Task to complete » Convert every line of the material below into a Markdown table with the columns "No." and "Line," numbering the rows in order. Omit blank lines and leave the pictures out.

Begin Extracted information

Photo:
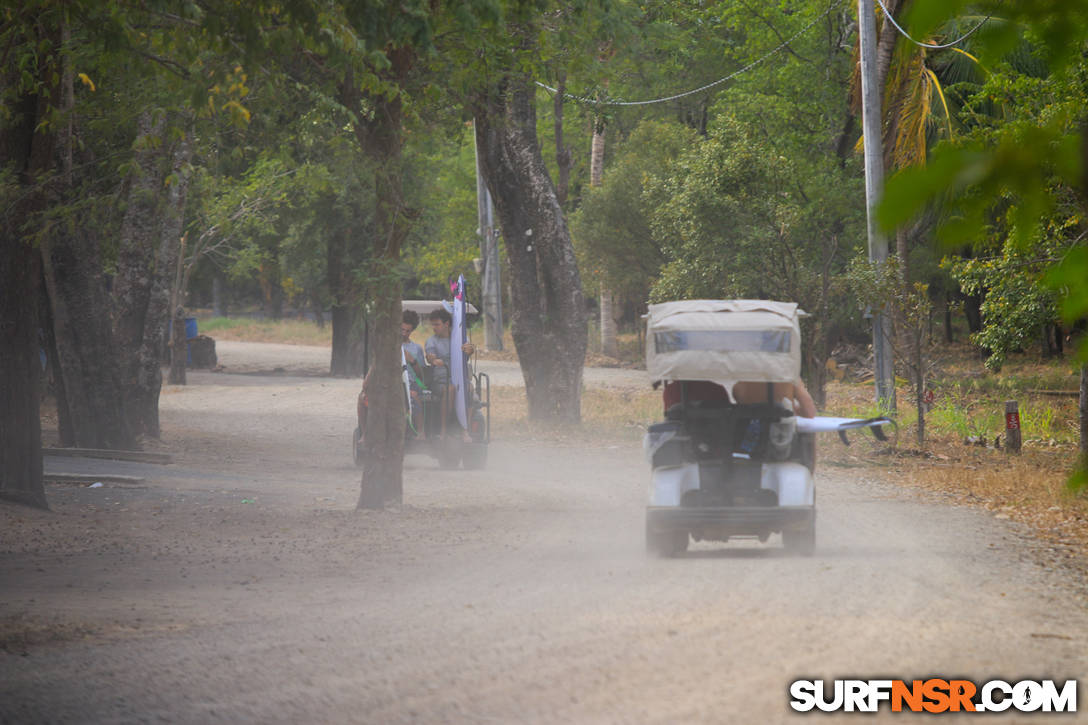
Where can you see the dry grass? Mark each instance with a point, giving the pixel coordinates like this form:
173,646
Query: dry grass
608,416
288,332
1030,488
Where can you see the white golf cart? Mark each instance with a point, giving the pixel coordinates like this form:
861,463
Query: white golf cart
722,469
453,452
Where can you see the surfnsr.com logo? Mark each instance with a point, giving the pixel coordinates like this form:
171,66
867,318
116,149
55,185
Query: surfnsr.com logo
932,696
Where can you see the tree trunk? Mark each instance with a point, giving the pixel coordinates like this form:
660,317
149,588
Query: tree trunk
178,348
381,135
608,345
87,357
886,44
27,149
347,358
563,156
1084,414
149,247
220,306
548,319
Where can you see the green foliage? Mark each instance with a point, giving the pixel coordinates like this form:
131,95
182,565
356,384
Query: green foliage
1013,186
612,230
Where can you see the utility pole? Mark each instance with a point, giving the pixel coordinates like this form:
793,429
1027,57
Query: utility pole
882,372
489,265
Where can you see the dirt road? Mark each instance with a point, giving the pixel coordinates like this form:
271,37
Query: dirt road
239,586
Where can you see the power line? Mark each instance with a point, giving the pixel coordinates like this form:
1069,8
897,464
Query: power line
748,68
930,45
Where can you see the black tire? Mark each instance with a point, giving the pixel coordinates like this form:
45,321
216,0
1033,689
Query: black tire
449,453
357,453
474,456
801,541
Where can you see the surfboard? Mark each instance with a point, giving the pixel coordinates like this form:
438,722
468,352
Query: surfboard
458,335
407,383
826,424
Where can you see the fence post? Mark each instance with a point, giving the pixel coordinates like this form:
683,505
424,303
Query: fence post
1012,427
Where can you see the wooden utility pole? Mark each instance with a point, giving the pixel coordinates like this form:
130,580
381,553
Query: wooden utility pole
490,270
608,345
874,186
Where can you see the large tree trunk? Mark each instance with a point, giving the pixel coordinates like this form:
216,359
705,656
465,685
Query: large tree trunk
548,319
150,235
20,425
348,352
382,137
608,345
87,358
26,148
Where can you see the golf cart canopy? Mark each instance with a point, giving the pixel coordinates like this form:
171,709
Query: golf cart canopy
724,341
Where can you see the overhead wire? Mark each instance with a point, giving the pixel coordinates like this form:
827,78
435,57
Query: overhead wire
583,99
930,45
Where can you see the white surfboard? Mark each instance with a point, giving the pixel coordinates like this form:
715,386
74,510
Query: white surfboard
458,335
827,424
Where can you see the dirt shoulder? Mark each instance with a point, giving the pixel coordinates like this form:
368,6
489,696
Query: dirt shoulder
239,585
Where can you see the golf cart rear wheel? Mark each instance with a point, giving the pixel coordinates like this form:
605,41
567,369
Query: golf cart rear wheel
474,456
449,453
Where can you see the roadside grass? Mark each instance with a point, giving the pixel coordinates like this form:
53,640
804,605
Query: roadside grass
246,329
304,332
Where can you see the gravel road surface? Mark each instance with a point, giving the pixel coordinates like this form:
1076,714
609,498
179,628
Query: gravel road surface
239,585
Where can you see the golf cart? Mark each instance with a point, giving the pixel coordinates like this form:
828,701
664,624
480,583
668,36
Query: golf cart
453,451
722,469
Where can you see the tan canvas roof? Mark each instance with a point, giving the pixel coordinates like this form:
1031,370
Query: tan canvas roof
724,341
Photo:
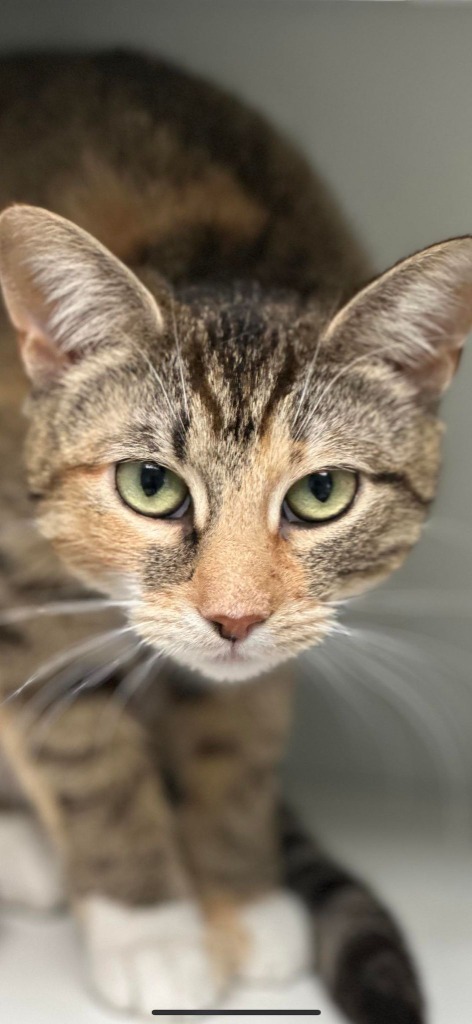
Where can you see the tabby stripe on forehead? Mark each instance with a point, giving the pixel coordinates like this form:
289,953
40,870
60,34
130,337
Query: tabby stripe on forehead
402,481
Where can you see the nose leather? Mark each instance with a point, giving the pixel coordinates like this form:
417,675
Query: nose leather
236,629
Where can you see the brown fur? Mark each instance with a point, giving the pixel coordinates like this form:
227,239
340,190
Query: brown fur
226,350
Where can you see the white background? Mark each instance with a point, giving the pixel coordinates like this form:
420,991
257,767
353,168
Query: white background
379,95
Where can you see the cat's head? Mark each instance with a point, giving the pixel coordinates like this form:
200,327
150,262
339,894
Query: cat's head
234,465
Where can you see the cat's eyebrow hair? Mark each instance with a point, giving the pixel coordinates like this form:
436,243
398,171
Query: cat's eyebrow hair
402,481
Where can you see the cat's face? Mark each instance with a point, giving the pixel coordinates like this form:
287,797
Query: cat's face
233,467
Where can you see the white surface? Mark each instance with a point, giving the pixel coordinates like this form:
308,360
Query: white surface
425,878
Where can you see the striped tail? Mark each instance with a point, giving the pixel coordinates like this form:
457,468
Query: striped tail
361,955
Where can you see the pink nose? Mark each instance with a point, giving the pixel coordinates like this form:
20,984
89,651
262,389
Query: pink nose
236,629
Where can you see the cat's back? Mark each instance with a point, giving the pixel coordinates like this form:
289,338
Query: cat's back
165,168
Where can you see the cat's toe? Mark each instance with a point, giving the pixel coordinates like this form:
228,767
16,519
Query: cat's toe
153,958
30,872
279,938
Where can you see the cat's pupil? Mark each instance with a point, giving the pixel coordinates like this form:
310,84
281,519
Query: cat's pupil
152,479
320,485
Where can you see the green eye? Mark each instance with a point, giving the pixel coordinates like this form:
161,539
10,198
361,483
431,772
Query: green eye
152,489
322,496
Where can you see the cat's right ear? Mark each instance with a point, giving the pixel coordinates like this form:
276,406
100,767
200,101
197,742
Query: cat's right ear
66,294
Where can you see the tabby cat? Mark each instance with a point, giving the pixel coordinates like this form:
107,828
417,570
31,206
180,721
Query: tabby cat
226,432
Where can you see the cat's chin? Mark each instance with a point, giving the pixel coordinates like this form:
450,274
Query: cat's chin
221,671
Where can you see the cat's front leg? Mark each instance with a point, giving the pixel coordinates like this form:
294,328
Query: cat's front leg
223,748
98,796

End Extracted information

Written answer »
| No. | Line |
|---|---|
| 1 | Photo: |
| 2 | Where can you see the dry grass? Mark each instance with a point, giving the pixel coordinates like this form: |
| 3 | 173,646 |
| 4 | Query: dry grass |
| 5 | 608,416 |
| 6 | 288,332 |
| 7 | 1030,488 |
| 8 | Where can you see the white golf cart? Mark each instance with a point, giving the pixel coordinates like this form: |
| 9 | 861,463 |
| 10 | Query: white golf cart |
| 11 | 722,469 |
| 12 | 453,452 |
| 13 | Where can you see the surfnsr.com logo? Mark each instance with a point, giving the pixel coordinates like this form: |
| 14 | 171,66 |
| 15 | 867,318 |
| 16 | 116,149 |
| 17 | 55,185 |
| 18 | Query: surfnsr.com logo |
| 19 | 932,696 |
| 20 | Where can you see the tree trunk? Mark each instance with a point, giving the pixel coordinates like this form: |
| 21 | 660,317 |
| 22 | 149,588 |
| 23 | Query: tree trunk |
| 24 | 178,348 |
| 25 | 381,135 |
| 26 | 608,345 |
| 27 | 87,357 |
| 28 | 886,44 |
| 29 | 27,149 |
| 30 | 347,358 |
| 31 | 563,156 |
| 32 | 1084,414 |
| 33 | 149,247 |
| 34 | 220,306 |
| 35 | 548,319 |
| 36 | Where can you see the green foliage? Mark each instance with a point, giving the pixel coordinates like this form: |
| 37 | 131,95 |
| 38 | 182,565 |
| 39 | 356,384 |
| 40 | Query: green foliage |
| 41 | 1013,186 |
| 42 | 612,230 |
| 43 | Where can you see the utility pole? Mark each instance with a point, giving the pixel coordinates like this form: |
| 44 | 793,429 |
| 45 | 1027,57 |
| 46 | Query: utility pole |
| 47 | 882,372 |
| 48 | 489,265 |
| 49 | Where can you see the dirt road? Mark each instance with a point, giving the pixel coordinates like this form: |
| 50 | 271,37 |
| 51 | Query: dirt road |
| 52 | 239,586 |
| 53 | Where can you see the power line? Mark each instance with a point, giving the pixel coordinates like this form: |
| 54 | 1069,8 |
| 55 | 897,464 |
| 56 | Query: power line |
| 57 | 748,68 |
| 58 | 930,45 |
| 59 | Where can you see the black tire? Mark each instance with a point, giving the pixel coordinates like this form: |
| 60 | 45,321 |
| 61 | 216,0 |
| 62 | 1033,689 |
| 63 | Query: black tire |
| 64 | 449,453 |
| 65 | 357,453 |
| 66 | 474,456 |
| 67 | 801,541 |
| 68 | Where can you see the surfboard? Mark each instance with a point, giving the pixel coordinates like this form: |
| 69 | 438,722 |
| 70 | 468,352 |
| 71 | Query: surfboard |
| 72 | 458,335 |
| 73 | 407,383 |
| 74 | 826,424 |
| 75 | Where can you see the fence post? Mark each instance with a point, giving the pixel coordinates like this form: |
| 76 | 683,505 |
| 77 | 424,303 |
| 78 | Query: fence post |
| 79 | 1012,427 |
| 80 | Where can you see the wooden utility pole? Mark each instance with a point, giving the pixel coordinates like this form: |
| 81 | 130,580 |
| 82 | 381,553 |
| 83 | Query: wooden utility pole |
| 84 | 490,270 |
| 85 | 608,345 |
| 86 | 874,186 |
| 87 | Where can you see the large tree trunk? Mark each instance with a point, giving the pixel coordinates like this form: |
| 88 | 216,359 |
| 89 | 705,656 |
| 90 | 465,685 |
| 91 | Query: large tree trunk |
| 92 | 548,319 |
| 93 | 150,235 |
| 94 | 20,425 |
| 95 | 348,352 |
| 96 | 382,137 |
| 97 | 608,345 |
| 98 | 87,358 |
| 99 | 26,148 |
| 100 | Where can you see the golf cart canopy? Mark each instance with a point, giving the pixel coordinates like this form: |
| 101 | 171,709 |
| 102 | Query: golf cart canopy |
| 103 | 724,341 |
| 104 | Where can you see the overhead wire? Mark each instance with a point, giving the pixel coordinates like this form: |
| 105 | 827,78 |
| 106 | 435,57 |
| 107 | Query: overhead wire |
| 108 | 583,99 |
| 109 | 930,45 |
| 110 | Where can you see the white surfboard? Mark each instance with a point, giving the pixel coordinates like this form: |
| 111 | 715,386 |
| 112 | 74,510 |
| 113 | Query: white surfboard |
| 114 | 458,335 |
| 115 | 827,424 |
| 116 | Where can you see the dirt shoulder? Mark each instance with a point, giving the pixel coordinates like this form: |
| 117 | 368,6 |
| 118 | 489,696 |
| 119 | Query: dirt shoulder |
| 120 | 239,585 |
| 121 | Where can you see the golf cart rear wheel? Mark each instance with a point, giving the pixel coordinates like this form: |
| 122 | 605,41 |
| 123 | 567,369 |
| 124 | Query: golf cart rear wheel |
| 125 | 474,456 |
| 126 | 449,453 |
| 127 | Where can you see the roadside grass? Mark each instance with a point, giving the pixel coordinates like this form: |
| 128 | 53,640 |
| 129 | 804,605 |
| 130 | Query: roadside grass |
| 131 | 246,329 |
| 132 | 304,332 |
| 133 | Where can you see the gravel road surface? Mark each instance with a point, giving the pixel coordinates like this form: |
| 134 | 1076,714 |
| 135 | 609,498 |
| 136 | 179,628 |
| 137 | Query: gravel road surface |
| 138 | 239,585 |
| 139 | Where can you see the golf cart? Mark each instance with a point, giving the pixel coordinates like this form: |
| 140 | 828,701 |
| 141 | 664,624 |
| 142 | 480,583 |
| 143 | 668,36 |
| 144 | Query: golf cart |
| 145 | 453,451 |
| 146 | 722,469 |
| 147 | Where can you see the tan canvas roof? Mark each instance with a point, giving the pixel coordinates like this form: |
| 148 | 1031,370 |
| 149 | Query: tan canvas roof |
| 150 | 724,341 |
| 151 | Photo: |
| 152 | Where can you see the tabby stripe on forehead? Mark each instance with a point, giving the pixel coordinates like this form: |
| 153 | 289,953 |
| 154 | 40,870 |
| 155 | 60,34 |
| 156 | 130,337 |
| 157 | Query: tabby stripe on forehead |
| 158 | 402,481 |
| 159 | Where can you see the nose leather? Mark each instance with a point, giving the pixel coordinates like this form: |
| 160 | 417,675 |
| 161 | Query: nose leather |
| 162 | 236,629 |
| 163 | Where can you see the brown fur? Mark each instance with a point, giving the pixel coordinates like this form: |
| 164 | 227,239 |
| 165 | 340,190 |
| 166 | Query: brown fur |
| 167 | 226,350 |
| 168 | Where can you see the white background? Mark each instance with a point, giving the pixel coordinates like this form: |
| 169 | 420,991 |
| 170 | 257,767 |
| 171 | 353,168 |
| 172 | Query: white background |
| 173 | 379,95 |
| 174 | Where can you see the cat's head? Mark each instance with a point, giving the pixel coordinates like this form: |
| 175 | 200,327 |
| 176 | 150,262 |
| 177 | 339,894 |
| 178 | Query: cat's head |
| 179 | 234,465 |
| 180 | Where can you see the cat's eyebrow hair? Mark each instance with a point, giving the pixel coordinates like this form: |
| 181 | 436,243 |
| 182 | 398,171 |
| 183 | Query: cat's eyebrow hair |
| 184 | 402,481 |
| 185 | Where can you see the cat's face? Mark each instance with a point, giving the pixel coordinates like this form: |
| 186 | 287,797 |
| 187 | Query: cat's face |
| 188 | 233,467 |
| 189 | Where can you see the white surface? Mark each instance with a point, giving the pixel coordinates like this form: |
| 190 | 308,360 |
| 191 | Query: white surface |
| 192 | 425,878 |
| 193 | Where can you see the striped tail? Mark each instance with a point, giving the pixel coordinates like this form: |
| 194 | 457,468 |
| 195 | Query: striped tail |
| 196 | 361,955 |
| 197 | Where can you see the pink nose? Mark each instance with a point, giving the pixel coordinates like this form: |
| 198 | 20,984 |
| 199 | 89,651 |
| 200 | 262,389 |
| 201 | Query: pink nose |
| 202 | 236,629 |
| 203 | Where can you see the cat's back? Mark each instance with a point, giving the pixel coordinates like this form: |
| 204 | 289,338 |
| 205 | Query: cat's back |
| 206 | 165,168 |
| 207 | Where can you see the cat's toe? Mark each instance with a point, giving the pixel coordinates like this form: |
| 208 | 228,767 |
| 209 | 16,519 |
| 210 | Query: cat's toe |
| 211 | 153,958 |
| 212 | 30,872 |
| 213 | 279,938 |
| 214 | Where can you see the cat's pupil? Mark each instance with a point, giving the pixel coordinates like this form: |
| 215 | 310,84 |
| 216 | 281,519 |
| 217 | Query: cat's pupil |
| 218 | 152,479 |
| 219 | 320,485 |
| 220 | Where can you see the green eye? Mark each instance with a point, giving the pixel coordinates like this form: |
| 221 | 161,539 |
| 222 | 10,198 |
| 223 | 361,483 |
| 224 | 431,772 |
| 225 | Query: green eye |
| 226 | 152,489 |
| 227 | 322,496 |
| 228 | Where can you see the cat's right ear? Mark each instance with a point, giving the pixel coordinates like this form: |
| 229 | 276,406 |
| 230 | 100,767 |
| 231 | 200,101 |
| 232 | 197,742 |
| 233 | Query: cat's right ear |
| 234 | 66,294 |
| 235 | Where can you see the tabby cat? Mark each instance with a point, giving the pixel coordinates like this form: |
| 236 | 107,828 |
| 237 | 417,570 |
| 238 | 31,206 |
| 239 | 180,721 |
| 240 | Query: tabby cat |
| 241 | 226,432 |
| 242 | Where can you see the cat's chin? Mark each instance with a point, giving the pixel coordinates like this form: |
| 243 | 450,274 |
| 244 | Query: cat's chin |
| 245 | 221,671 |
| 246 | Where can you see the cat's front leg? Mark each instance with a point, giving the pixel coordinates like this form: |
| 247 | 294,328 |
| 248 | Query: cat's front leg |
| 249 | 223,748 |
| 250 | 98,796 |